== Source extract

The American dream is expensive and evolving. After you pay your mortgage, there’s still more to pay: taxes, insurances, home maintenance expenses and sometimes a mandatory homeowners association fee, which typically runs between $200 and $600 a month. Additionally, many of us are upside down on our loans (meaning we owe more than our house is worth), so what was once a solid investment is a lot more complicated these days.

Hedge fund manager and author James Altucher believes that home ownership is not the smartest use of your funds because it’s not liquid cash. If you need your money quickly, you can’t get it out quickly. “You pay maintenance on your house and all these other expenses,” Altucher says in an AOL Real Estate article. “You have all this work you have to always do on your investment: mow the lawn, shovel the snow. If you really believe housing is a great investment, you can buy housing stocks, stock that relate to the housing market. But owning a home just isn’t a good investment. Your cash is completely gone. The closing costs, the maintenance, the taxes.”

So let’s say you’ve decided that home ownership is currently not for you. You may be wondering what to do with the money you’ve saved for that down payment.

Pay off your debt: The smartest thing you could do would be to pay off all of your debts, including car loans, personal debts and credit card debts. “Make this the year you tackle that credit card debt once and for all,” says financial expert Suze Orman on Oprah.com.

“Doing so will make you and your family stronger and happier – forever. What happens to the stock market and the housing market is completely beyond your control. Credit card debt, however, is completely within your control. Every time you pay off a card with a 15 percent interest rate, you get a 15 percent return on your money.”

Be Safe: That down payment is probably the amount you should have as a safety net. You never know when an emergency, like a job loss, serious health issue or divorce, will strike. “Every family should have an emergency savings account that can cover at least eight months of living expenses,” Orman says. “And I also want every woman to have her own personal savings account that could support her for at least three months because you never know.”

Prepare: According to Credit.com, that down payment money could be used for two futures: yours and your kids. Take half of the down payment to invest in your own retirement. “Commit to maxing out your 401(k) or any other retirement plan your employer may offer in 2012,” writes Philip Cioppa at Credit.com. “If you do not have an employer-sponsored plan, open up and max out your contributions to an IRA. Even if you can’t max out – be consistent – put something in this important bucket.”

Take the other half to invest in your children’s future. “If you have children, open up and contribute to your child’s 529 education fund,” Cioppa says. “Utilize your state’s 529 sponsored-plan to gain tax benefits on your state income taxes, where applicable.”

Maybe it’s time to reinvent the American dream and have it more focused on the original thought of life, liberty and that grand ol’ pursuit of happiness. Having a mortgage payment won’t necessarily make you happy. Maybe instead of spending that down payment on a new home, you could focus on making your family safe, your future secure and your financial state of mind happy.

====
== Extracted records

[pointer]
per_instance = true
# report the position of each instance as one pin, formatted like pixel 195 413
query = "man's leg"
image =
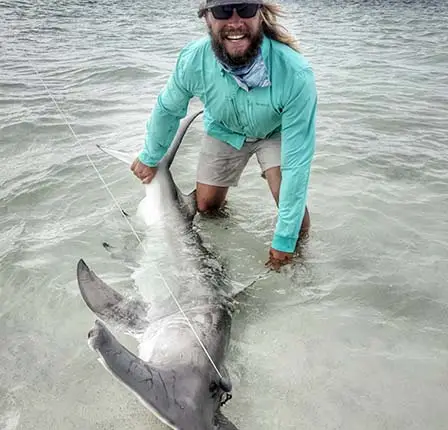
pixel 274 178
pixel 219 167
pixel 210 197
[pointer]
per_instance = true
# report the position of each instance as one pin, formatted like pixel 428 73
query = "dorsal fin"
pixel 187 204
pixel 167 160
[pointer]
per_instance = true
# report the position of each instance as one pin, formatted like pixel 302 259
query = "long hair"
pixel 269 16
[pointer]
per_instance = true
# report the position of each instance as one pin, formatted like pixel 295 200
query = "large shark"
pixel 172 375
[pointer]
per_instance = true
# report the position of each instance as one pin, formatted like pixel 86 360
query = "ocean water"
pixel 353 336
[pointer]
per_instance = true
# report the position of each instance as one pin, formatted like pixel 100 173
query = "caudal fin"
pixel 108 304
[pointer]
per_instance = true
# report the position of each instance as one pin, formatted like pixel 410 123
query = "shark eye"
pixel 213 388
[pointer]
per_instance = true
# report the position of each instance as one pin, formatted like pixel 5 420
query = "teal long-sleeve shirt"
pixel 232 114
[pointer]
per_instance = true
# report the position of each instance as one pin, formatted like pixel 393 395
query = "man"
pixel 259 97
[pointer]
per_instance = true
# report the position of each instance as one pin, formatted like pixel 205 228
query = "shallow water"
pixel 354 336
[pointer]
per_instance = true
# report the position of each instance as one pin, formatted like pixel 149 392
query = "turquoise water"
pixel 352 337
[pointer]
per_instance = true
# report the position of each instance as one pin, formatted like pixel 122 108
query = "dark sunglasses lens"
pixel 243 10
pixel 247 10
pixel 222 12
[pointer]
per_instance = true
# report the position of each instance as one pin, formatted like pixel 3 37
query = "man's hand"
pixel 278 259
pixel 143 172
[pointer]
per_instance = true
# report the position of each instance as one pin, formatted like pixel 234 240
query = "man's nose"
pixel 235 18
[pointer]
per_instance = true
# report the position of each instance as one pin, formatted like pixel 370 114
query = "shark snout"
pixel 97 336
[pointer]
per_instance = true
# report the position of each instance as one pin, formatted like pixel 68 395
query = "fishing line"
pixel 63 116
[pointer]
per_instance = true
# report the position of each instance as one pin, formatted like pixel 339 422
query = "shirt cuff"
pixel 284 244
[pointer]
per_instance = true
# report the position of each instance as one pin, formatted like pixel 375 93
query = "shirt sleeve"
pixel 170 108
pixel 297 150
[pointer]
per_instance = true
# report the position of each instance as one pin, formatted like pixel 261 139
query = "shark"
pixel 179 371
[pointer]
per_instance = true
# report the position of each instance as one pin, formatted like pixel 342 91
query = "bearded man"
pixel 259 98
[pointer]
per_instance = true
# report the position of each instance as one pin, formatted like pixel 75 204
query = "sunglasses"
pixel 244 10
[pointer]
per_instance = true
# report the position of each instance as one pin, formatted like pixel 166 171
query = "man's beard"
pixel 236 60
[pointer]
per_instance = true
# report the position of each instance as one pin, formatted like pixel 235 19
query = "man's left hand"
pixel 278 259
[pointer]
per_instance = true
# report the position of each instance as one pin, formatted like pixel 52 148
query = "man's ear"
pixel 207 18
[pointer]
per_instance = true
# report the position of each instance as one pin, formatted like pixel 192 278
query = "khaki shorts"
pixel 221 165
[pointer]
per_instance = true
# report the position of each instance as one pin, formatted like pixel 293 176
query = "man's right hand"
pixel 143 172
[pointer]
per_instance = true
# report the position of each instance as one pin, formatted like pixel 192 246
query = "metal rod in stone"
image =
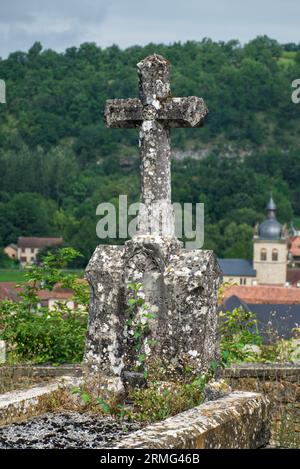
pixel 155 113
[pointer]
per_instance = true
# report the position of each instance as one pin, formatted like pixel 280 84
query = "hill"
pixel 58 161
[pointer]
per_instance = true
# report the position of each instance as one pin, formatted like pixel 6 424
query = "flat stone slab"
pixel 67 430
pixel 239 420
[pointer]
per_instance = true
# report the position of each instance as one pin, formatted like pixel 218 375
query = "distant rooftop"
pixel 295 246
pixel 237 267
pixel 280 319
pixel 262 294
pixel 35 242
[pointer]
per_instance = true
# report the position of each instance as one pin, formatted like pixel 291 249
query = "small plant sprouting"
pixel 138 324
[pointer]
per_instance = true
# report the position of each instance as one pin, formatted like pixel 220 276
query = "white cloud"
pixel 64 23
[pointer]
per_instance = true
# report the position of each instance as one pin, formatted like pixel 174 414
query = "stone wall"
pixel 281 383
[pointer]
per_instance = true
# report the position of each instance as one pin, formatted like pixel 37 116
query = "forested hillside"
pixel 58 161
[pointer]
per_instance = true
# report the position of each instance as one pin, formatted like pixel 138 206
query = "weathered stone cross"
pixel 155 113
pixel 179 285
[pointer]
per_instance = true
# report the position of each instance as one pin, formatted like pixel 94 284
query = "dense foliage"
pixel 58 162
pixel 37 334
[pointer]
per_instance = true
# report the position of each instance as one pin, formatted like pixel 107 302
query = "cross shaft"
pixel 155 112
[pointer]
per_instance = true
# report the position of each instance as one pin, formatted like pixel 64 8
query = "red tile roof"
pixel 34 242
pixel 9 291
pixel 262 294
pixel 295 246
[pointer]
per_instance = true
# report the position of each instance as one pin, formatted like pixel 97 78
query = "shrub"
pixel 37 335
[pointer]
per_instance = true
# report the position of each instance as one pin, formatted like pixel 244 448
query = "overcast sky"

====

_Stated problem_
Please decide whether each statement below agrees with the text on what to do with down payment savings, answering yes or no and quoting the deciding words of the text. 1. Homeowners association fees typically run between $200 and $600 a month. 2. Orman says an emergency savings account should cover at least six months of living expenses. 3. Cioppa recommends a state's 529 sponsored plan for tax benefits on state income taxes.

_Problem solution_
1. Yes: "which typically runs between $200 and $600 a month"
2. No: "Every family should have an emergency savings account that can cover at least eight months of living expenses"
3. Yes: "Utilize your state’s 529 sponsored-plan to gain tax benefits on your state income taxes, where applicable."